--- Stated problem ---
Output the lines from the one containing "Target: dense city buildings" through the end of the rows, both included, as a Markdown table with the columns Number and Line, skipping any blank lines.

Coordinate annotation records

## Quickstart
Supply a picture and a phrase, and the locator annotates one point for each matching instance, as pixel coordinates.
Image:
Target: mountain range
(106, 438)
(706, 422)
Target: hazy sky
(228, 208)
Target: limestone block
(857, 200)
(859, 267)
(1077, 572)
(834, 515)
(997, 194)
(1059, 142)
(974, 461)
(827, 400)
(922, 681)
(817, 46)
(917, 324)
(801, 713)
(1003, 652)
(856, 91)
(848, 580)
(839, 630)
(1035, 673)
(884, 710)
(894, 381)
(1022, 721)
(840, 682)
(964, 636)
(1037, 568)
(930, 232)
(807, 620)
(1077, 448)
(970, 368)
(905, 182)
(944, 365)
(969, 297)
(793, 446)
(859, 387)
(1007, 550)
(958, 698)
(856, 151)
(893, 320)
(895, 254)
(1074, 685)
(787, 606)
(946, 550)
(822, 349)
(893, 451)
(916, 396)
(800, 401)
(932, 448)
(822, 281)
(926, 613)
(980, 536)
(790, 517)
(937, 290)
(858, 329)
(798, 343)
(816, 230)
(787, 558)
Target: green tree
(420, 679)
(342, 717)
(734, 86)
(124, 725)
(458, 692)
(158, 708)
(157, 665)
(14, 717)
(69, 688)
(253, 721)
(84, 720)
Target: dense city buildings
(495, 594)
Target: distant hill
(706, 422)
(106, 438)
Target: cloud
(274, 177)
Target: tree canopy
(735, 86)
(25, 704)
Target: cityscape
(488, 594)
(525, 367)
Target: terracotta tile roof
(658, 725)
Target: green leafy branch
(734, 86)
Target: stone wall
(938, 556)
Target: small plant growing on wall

--- Output ---
| Number | Line |
|---|---|
| 1 | Target: dense city buildings |
| 2 | (495, 594) |
| 3 | Target: distant hill |
| 4 | (706, 422) |
| 5 | (106, 438) |
| 6 | Target: cloud |
| 7 | (274, 177) |
| 8 | Target: tree canopy |
| 9 | (735, 86) |
| 10 | (25, 704) |
| 11 | Target: cityscape |
| 12 | (488, 594) |
| 13 | (525, 367) |
| 14 | Target: terracotta tile roof |
| 15 | (658, 725) |
| 16 | Target: green leafy branch |
| 17 | (734, 86) |
| 18 | Target: stone wall |
| 19 | (938, 556) |
| 20 | Target: small plant growing on wall |